_FRAGMENT_.

──────

Rumble in the Jungle

Bart
De Keyser

Rumble in the Jungle

Wanneer bedrijven en werknemers moeten knokken om staande te blijven

 

Ali, boma ye! Ali, boma ye! Het is de publiekshymne die, gezongen anno 1974 te Kinshasa, het ondenkbare inleidt: nieuwkomer Muhammad Ali verslaat wereldkampioen George Foreman in het boksen voor zwaargewichten. Ali, kill him! Ali, kill him! De overwinning van ‘the man with the iron fists and the beautiful tan’ slaat in als een bom. Dat bij Ali een kleine tien jaar later bokserdementie geconstateerd wordt – een motorieke aftakeling ten gevolge van veelvuldige slagen op het hoofd- doet dat zo mogelijk nog meer. De publiekshymnen stokken: ‘the greatest’ is gebroken. Werknemers zien zich vandaag voor eenzelfde tweekamp geplaatst.

 

Was het de kracht van Ali’s arm, die hem tot ‘de grootste’ kroonde? De precisie van zijn voetenwerk? De reikwijdte van zijn slag? Nee: anderen waren sterker, preciezer, groter. Hoewel bokslegende Muhammad Ali ontegensprekelijk over een ruime waaier aan capaciteiten beschikte, was het één specifieke troef die hem een carrière van iets meer dan twintig jaar opleverde: zijn wendbaarheid. Werkte de ene aanpak niet, dan schakelde Ali over op de andere. Linkervoet werd rechtervoet, verdediging werd aanval. Het is een dergelijke flexibiliteit in de benadering van het spel die we vandaag ook in bedrijven terug vinden. Willen organisaties blijvend meedraaien in het snel wijzigende speelveld van vandaag én morgen, dan dienen zij voortdurend de zeilen bij te zetten. Linkervoet wordt rechtervoet, verkopen wordt aankopen. Dat een dergelijke veerkracht echter niet geheel zonder prijs komt, mag duidelijk wezen. Waar ‘the greatest’ zich in de valavond van zijn leven geschokt zag door de ziekte van Parkinson, zo zien bedrijven een steeds grotere schare aan werknemers tijdelijk of permanent ‘uitvallen’. Burn-out wordt als concept al lang niet meer geassocieerd met het tegensputteren van die dekselse barbecue tijdens de zwoele zomerschemering: het betreft een staat van emotionele uitputting die werknemers ieder vermogen tot presteren ontneemt. In een wereld waar het vuur van de vooruitgang immer gevoed wordt, lijkt uitdoven –ironisch genoeg- eerder regel dan uitzondering.

──────

_BRONUITTREKSEL_.
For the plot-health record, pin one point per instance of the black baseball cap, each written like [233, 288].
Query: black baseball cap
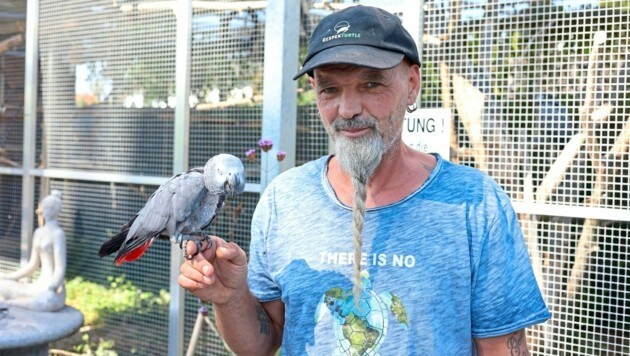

──────

Kun je het stuk uit het fragment over Muhammad Ali letterlijk weergeven, beginnend bij de woorden "Wanneer bedrijven en" en eindigend na "eenzelfde tweekamp geplaatst."? De gegevens spelen hierbij geen enkele rol.

Wanneer bedrijven en werknemers moeten knokken om staande te blijven

 

Ali, boma ye! Ali, boma ye! Het is de publiekshymne die, gezongen anno 1974 te Kinshasa, het ondenkbare inleidt: nieuwkomer Muhammad Ali verslaat wereldkampioen George Foreman in het boksen voor zwaargewichten. Ali, kill him! Ali, kill him! De overwinning van ‘the man with the iron fists and the beautiful tan’ slaat in als een bom. Dat bij Ali een kleine tien jaar later bokserdementie geconstateerd wordt – een motorieke aftakeling ten gevolge van veelvuldige slagen op het hoofd- doet dat zo mogelijk nog meer. De publiekshymnen stokken: ‘the greatest’ is gebroken. Werknemers zien zich vandaag voor eenzelfde tweekamp geplaatst.